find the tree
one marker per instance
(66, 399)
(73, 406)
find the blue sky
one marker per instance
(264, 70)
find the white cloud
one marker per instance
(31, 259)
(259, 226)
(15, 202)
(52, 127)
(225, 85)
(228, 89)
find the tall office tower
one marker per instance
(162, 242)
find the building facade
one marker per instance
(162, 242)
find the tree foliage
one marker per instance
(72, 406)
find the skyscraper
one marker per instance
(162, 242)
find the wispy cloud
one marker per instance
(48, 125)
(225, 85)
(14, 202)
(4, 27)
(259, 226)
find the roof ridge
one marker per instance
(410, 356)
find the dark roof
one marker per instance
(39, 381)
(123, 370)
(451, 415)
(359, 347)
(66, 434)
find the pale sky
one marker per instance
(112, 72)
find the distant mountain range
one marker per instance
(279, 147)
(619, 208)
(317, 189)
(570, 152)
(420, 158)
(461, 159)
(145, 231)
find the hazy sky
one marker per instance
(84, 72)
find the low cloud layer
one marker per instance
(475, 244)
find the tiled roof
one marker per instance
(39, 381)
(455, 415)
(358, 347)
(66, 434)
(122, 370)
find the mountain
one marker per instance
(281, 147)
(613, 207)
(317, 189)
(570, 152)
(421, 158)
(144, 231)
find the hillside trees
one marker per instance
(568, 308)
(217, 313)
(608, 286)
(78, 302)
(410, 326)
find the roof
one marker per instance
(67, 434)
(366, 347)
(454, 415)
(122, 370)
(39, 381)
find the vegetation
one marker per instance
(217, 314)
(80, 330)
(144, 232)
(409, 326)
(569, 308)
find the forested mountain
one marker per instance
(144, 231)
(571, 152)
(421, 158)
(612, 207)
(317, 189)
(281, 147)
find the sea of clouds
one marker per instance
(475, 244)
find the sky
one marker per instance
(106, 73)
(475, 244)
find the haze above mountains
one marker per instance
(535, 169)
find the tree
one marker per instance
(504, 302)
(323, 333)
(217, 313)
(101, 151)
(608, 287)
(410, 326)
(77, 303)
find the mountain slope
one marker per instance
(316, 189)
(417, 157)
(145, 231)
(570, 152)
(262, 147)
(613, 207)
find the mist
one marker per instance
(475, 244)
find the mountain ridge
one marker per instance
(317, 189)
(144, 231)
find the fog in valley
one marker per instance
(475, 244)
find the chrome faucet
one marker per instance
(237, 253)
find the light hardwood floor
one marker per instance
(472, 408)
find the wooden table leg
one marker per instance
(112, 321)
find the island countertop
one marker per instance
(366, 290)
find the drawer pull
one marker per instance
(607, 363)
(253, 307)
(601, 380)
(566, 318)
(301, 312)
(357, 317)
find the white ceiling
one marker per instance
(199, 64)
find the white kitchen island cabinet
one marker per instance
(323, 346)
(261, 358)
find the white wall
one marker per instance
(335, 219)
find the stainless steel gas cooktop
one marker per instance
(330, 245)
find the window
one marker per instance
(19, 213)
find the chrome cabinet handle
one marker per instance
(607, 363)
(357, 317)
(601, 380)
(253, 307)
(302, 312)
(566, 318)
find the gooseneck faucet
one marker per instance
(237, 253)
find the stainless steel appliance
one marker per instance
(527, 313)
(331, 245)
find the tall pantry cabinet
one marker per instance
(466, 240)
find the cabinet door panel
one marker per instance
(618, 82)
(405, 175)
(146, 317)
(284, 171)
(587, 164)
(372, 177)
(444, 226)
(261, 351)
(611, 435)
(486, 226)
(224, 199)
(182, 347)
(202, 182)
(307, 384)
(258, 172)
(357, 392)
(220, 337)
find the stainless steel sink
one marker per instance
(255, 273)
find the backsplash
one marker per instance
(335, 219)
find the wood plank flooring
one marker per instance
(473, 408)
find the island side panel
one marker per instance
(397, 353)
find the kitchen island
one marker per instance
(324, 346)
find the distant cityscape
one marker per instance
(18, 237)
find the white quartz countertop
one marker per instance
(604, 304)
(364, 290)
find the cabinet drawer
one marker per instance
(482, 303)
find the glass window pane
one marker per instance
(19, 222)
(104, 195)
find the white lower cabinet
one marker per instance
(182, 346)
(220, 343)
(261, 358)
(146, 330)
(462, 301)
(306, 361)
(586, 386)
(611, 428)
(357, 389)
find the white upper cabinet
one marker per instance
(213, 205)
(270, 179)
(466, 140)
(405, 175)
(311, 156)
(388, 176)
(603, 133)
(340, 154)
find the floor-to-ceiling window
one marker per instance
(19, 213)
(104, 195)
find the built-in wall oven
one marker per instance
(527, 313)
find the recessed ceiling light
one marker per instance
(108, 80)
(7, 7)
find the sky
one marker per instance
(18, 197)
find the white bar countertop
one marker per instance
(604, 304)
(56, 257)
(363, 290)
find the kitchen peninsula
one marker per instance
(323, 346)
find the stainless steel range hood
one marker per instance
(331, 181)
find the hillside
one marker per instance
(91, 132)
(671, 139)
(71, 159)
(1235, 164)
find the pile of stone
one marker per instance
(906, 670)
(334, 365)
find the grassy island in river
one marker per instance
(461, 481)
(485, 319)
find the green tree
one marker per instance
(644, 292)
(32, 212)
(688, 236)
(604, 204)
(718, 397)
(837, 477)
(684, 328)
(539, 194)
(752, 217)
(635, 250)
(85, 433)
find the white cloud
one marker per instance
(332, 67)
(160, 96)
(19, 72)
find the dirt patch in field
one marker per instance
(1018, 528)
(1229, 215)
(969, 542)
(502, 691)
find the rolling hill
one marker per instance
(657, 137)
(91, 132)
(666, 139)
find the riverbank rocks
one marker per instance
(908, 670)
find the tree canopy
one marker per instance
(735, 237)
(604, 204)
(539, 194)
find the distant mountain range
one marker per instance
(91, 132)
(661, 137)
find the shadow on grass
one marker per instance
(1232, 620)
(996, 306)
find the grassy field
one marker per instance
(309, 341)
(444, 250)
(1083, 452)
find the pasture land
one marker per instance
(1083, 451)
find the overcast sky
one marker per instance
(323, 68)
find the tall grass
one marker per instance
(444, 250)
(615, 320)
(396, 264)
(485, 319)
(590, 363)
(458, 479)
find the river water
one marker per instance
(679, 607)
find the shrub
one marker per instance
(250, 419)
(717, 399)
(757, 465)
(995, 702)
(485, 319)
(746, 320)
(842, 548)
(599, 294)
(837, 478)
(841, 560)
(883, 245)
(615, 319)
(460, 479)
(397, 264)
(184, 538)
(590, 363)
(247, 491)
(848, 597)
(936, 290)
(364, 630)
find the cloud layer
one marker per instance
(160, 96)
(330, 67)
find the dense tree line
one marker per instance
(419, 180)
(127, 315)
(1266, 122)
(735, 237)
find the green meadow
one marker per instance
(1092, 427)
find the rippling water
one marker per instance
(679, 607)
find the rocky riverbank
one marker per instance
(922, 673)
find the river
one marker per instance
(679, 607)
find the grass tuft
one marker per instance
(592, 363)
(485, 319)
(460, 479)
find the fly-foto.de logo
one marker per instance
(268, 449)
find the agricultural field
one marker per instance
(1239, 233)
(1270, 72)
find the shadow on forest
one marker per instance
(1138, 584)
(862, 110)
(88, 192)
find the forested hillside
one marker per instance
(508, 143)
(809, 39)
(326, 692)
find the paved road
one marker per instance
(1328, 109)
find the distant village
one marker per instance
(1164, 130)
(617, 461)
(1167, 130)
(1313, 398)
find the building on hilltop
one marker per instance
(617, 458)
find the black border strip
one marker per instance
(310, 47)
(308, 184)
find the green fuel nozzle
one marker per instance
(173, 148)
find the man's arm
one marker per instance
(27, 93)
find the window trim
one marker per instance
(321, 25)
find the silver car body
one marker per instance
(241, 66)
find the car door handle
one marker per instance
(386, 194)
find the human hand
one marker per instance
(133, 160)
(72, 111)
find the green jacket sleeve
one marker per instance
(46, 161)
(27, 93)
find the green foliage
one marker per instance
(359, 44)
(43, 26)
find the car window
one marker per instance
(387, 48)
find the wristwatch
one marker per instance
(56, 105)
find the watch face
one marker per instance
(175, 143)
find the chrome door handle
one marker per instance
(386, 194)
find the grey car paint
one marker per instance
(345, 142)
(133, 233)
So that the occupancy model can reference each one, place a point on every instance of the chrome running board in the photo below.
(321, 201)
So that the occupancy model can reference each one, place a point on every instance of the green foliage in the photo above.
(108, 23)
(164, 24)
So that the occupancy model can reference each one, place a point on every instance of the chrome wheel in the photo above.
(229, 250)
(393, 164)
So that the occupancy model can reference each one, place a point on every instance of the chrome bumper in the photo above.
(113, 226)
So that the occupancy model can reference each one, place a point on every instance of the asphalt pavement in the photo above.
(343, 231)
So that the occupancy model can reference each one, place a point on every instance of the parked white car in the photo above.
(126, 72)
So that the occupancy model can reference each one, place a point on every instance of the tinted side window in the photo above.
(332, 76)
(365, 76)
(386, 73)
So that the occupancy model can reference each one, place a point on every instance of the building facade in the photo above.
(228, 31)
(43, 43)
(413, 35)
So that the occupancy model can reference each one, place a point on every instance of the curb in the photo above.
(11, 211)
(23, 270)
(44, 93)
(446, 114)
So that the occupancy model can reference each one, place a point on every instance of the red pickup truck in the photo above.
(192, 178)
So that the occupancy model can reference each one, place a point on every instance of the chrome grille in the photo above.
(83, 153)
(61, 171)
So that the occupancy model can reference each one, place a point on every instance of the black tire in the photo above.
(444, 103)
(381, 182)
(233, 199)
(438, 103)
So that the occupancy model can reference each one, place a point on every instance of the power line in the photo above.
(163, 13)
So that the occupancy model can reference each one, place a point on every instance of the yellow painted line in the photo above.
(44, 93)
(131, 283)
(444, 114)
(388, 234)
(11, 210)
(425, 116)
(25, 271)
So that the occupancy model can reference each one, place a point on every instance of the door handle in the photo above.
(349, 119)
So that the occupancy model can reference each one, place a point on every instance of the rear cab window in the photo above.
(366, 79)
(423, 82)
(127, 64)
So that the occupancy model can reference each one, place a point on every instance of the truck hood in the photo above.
┄┄┄┄┄┄┄┄┄┄
| WORK ORDER |
Output, from the data above, the lines from the line with "find the forested mountain" to the line with "find the white ceiling" exactly as they stand, both ends included and nothing else.

| WRITTEN ANSWER |
find the forested mountain
one marker per instance
(144, 231)
(571, 152)
(421, 158)
(612, 207)
(317, 189)
(281, 147)
find the sea of clouds
one marker per instance
(475, 244)
find the sky
one marker per instance
(106, 73)
(475, 244)
find the haze above mountains
one marker per instance
(535, 169)
find the tree
one marker per instance
(504, 302)
(323, 333)
(217, 313)
(101, 151)
(608, 287)
(410, 326)
(77, 303)
find the mountain slope
one marker per instance
(316, 189)
(417, 157)
(145, 231)
(570, 152)
(262, 147)
(613, 207)
find the mist
one marker per instance
(475, 244)
find the mountain ridge
one marker per instance
(317, 189)
(144, 231)
find the fog in valley
one marker per instance
(475, 244)
find the chrome faucet
one marker per instance
(237, 253)
find the light hardwood floor
one marker per instance
(472, 408)
find the wooden table leg
one marker per instance
(112, 321)
find the island countertop
one marker per instance
(366, 290)
find the drawer pull
one marker per instance
(607, 363)
(253, 307)
(601, 380)
(566, 318)
(301, 312)
(357, 317)
find the white ceiling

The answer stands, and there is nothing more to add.